* _TEXTO PARA ANALIZAR_:
• • • •
No es cuestión de ignorar hasta qué punto las oportunidades y las
condiciones de posibilidad han de constituir el sustento de esos
procesos de incorporación social. A partir de ellos, se trata de
promover caminos para una
atención singularizada,
personalizada
de cada niño, de cada niña. Que no siempre sepamos cómo, que no siempre
podamos, que no siempre encontremos el entorno y la viabilidad para
hacerlo no impide reconocer hasta qué punto, de lo contrario, los
caminos son tortuosos y los resultados, siempre impredecibles, serán
incluso inquietantes. Y con efectos bien definidos y nada aconsejables.
Tal vez, desbordados por una situación que cuanto menos podría calificarse de
proliferación de singularidades,
pronto nos sentimos conminados a pretender no vernos excesivamente
concernidos por ellas. Parecería como si fuera un asunto simplemente
suyo y que habría de resolverse por la vía de la adaptación. En caso
contrario, pronto engrosaría la cohorte, primero de problemas, para
pasar a continuación al estamento de niños problemáticos.
• • • •
(Datos de referencia basados en imágenes)
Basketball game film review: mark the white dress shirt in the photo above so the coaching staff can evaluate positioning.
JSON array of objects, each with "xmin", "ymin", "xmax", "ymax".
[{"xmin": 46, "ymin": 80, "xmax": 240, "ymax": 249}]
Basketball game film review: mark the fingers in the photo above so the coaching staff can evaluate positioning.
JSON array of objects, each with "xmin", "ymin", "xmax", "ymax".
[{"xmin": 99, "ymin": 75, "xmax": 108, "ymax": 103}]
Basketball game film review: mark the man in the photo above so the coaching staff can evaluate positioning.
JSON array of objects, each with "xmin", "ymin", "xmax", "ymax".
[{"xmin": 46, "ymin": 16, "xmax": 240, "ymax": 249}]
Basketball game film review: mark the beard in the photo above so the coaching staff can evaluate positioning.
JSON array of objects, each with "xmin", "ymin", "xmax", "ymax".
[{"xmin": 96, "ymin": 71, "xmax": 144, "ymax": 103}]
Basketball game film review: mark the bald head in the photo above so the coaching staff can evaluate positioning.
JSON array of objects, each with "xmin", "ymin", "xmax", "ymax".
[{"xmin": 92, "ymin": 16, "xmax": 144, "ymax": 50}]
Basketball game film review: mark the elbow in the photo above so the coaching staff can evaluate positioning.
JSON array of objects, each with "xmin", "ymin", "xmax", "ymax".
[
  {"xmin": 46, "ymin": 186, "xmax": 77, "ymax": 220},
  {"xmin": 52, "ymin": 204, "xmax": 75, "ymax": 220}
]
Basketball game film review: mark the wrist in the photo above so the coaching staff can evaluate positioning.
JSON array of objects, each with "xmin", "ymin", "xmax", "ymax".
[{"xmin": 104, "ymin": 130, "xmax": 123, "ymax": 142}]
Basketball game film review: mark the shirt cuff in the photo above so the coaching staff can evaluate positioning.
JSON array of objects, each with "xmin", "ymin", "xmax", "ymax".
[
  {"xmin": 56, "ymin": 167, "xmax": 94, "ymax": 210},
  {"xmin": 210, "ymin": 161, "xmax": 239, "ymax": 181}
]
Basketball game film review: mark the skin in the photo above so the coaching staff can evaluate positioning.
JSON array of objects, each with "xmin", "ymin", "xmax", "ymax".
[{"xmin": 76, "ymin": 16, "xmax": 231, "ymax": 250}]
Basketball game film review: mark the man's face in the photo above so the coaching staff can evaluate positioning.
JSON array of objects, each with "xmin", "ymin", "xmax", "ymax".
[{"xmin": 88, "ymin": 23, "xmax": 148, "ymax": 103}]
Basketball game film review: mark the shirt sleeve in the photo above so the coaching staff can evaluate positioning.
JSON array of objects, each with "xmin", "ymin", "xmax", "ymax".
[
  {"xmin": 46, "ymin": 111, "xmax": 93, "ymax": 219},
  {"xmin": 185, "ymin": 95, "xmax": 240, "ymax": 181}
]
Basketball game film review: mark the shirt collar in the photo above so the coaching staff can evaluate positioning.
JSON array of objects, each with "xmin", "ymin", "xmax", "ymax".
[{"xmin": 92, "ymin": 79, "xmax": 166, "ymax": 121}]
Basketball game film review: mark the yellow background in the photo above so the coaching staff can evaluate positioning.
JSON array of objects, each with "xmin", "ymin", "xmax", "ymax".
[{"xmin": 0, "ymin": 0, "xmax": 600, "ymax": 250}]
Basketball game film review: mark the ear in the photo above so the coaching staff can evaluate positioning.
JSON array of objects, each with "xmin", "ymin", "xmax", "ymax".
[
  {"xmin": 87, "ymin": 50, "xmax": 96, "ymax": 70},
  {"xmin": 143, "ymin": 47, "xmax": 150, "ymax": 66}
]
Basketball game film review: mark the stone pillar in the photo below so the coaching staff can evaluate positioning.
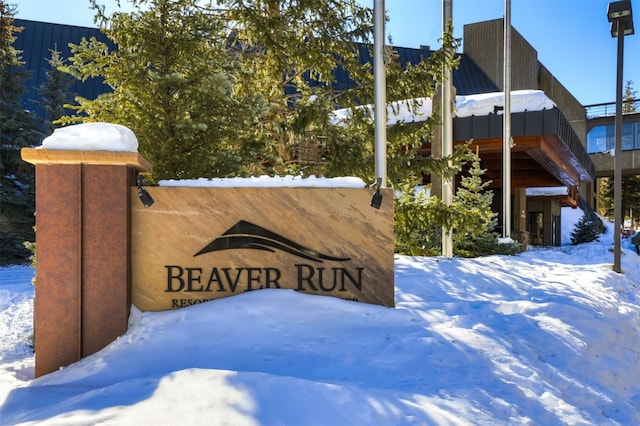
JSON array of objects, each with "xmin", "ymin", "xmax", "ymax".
• • • •
* _CONSIGNAS_:
A. Reescriba con mayor brevedad el párrafo del texto para analizar que comienza con «No es cuestión de ignorar» y termina con «nada aconsejables», sin omitir sus ideas principales.
B. Prosiga el texto sobre la atención personalizada de cada niño y de cada niña a partir de su última oración.
No es necesario consultar las entradas.

* _RESPUESTAS ESPERADAS_:
A. Sin desconocer que las oportunidades y las condiciones de posibilidad deben sustentar los procesos de incorporación social, se trata de promover una atención singularizada y personalizada de cada niño y de cada niña. Aunque no siempre se sepa cómo, no siempre se pueda ni se encuentren el entorno y la viabilidad para hacerlo, debe reconocerse que, sin ella, los caminos son tortuosos y los resultados, siempre impredecibles, llegan a ser inquietantes, con efectos bien definidos y nada aconsejables.

B.
No cabe ignorar que efectivamente hay quienes precisan de especial
atención, sus necesidades específicas requieren, para empezar, una
detección precoz y la adopción de medidas concretas, que buenos
especialistas nos proponen. Y ello, incluso en contextos de carencias,
ha de ser una absoluta prioridad. Eso no impide reconocer hasta qué
punto pueden llegar a faltar medios y recursos para lograrlo. Y, al
respecto, cada niño, cada niña, lo merecen todo.

En cierta medida, hacerlo viene a ser un espejo de nuestra
consideración mutua. Una sociedad muestra su verdadero rostro de
múltiples maneras. Una bien concreta es el modo en que afronta la
infancia, su
prioridad absoluta y fundamental, su
carácter primordial y sus
derechos. Ignorar el sentido de la singularidad contamina a toda la sociedad en procesos de asimilación y de normalización.
Por ello hemos de ser especialmente cuidadosos a la hora de atender
las necesidades especiales y específicas. Más aún en situaciones de
agrupación, principalmente si se trata de conjuntos numerosos. Pronto
podríamos precipitarnos a identificar, clasificar y endosar
comportamientos.
Baste citar, como ejemplo significativo, la percepción no menor, por
parte de profesores y orientadores de centros, del diagnóstico de
determinados trastornos de alumnos, tales como el denominado
déficit de atención e hiperactividad.
Este trastorno del comportamiento infantil, de base genética, que
provoca alteraciones de la atención, impulsividad y sobreactividad
motora, es decir, un problema genérico de falta de autocontrol con
amplias repercusiones, merece especial consideración. Es efectivamente
un trastorno médico, neurobiológico, que se trata asimismo con fármacos.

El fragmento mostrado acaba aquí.